INSTRUÇÕES DA TAREFA: No texto sobre o programa dos economistas do PS, qual é o crescimento do investimento que as contas socialistas assumem para 2016?

Varoufakis e
o Largo do Rato
Comparar o programa dos economistas do PS ao
apresentado pelo ministro grego das Finanças ao Eurogrupo para
endireitar a Grécia é de uma maldade atroz mas irresistível. Porque
ambos dependem enormemente do que outros façam ou deixem fazer, e
apresentam contas que nos trazem à memória o velho ditado de que quando a
esmola é grande o pobre desconfia.
Numa altura em que o FMI e a OCDE
alertam para a grande probabilidade de o mundo desenvolvido viver um
longo período de crescimento "medíocre", qualquer desenho de políticas
corre o risco de não cumprir os mínimos de credibilidade se não partir
do pressuposto de que será mais provável uma pequena economia aberta –
com demografia a encolher, altamente dependente de energia importada e
sem ancoras firmes no tecido produtivo – crescer mais próximo de 1,5% do
que de 3%. Até pode ser que o cenário de crescimento do governo
subjacente ao Programa de Estabilidade se cumpra (2% em 2016). E até mesmo o dos socialistas,
que propõe um 'mix' orçamental que promete custar apenas mais duas
décimas ao défice de 2016 (3% em vez de 2,8%) e logo nesse ano aumentar o
ritmo de crescimento em sete décimas (para 2,4%), enquanto reduz a taxa
de desemprego em quatro, para 12,2%, face ao cenário central da
Comissão Europeia. Em ambos os casos, ver para crer.
Nas contas socialistas, que são as que se conhecem com maior detalhe,
este melhor resultado é explicado por uma aceleração do consumo privado
mas sobretudo do investimento alimentado pelos fundos europeus que
estão sub-executados e com taxas de co-financiamento nacional de saldo.
Logo em 2016, assume-se que o investimento cresça 7,8% e no ano seguinte
8,4%, quando o cenário da Comissão Europeia inscreve 3% e 3,7%,
respectivamente.
Antecipar um "choque de investimento" faz sentido numa altura em que
se espera o lançamento do Plano Juncker. Mas se falarmos com os bancos o
que nos dizem é que não é oferta de crédito que falta, incluindo a mais
barata e de longo prazo, como a disponibilizada pelas linhas do BEI. O
que falta, dizem, são projectos que prometam ser rentáveis, propostos
por empresas que não estejam para lá de sobreendividadas. Acreditar que
esta situação possa ser invertida no espaço de meses exige muita fé.

EXCERTO DO MATERIAL:
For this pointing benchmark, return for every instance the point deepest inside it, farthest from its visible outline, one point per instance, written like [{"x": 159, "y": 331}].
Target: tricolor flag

RESOLUÇÃO DO EXERCÍCIO: As contas socialistas assumem que o investimento cresça 7,8% em 2016.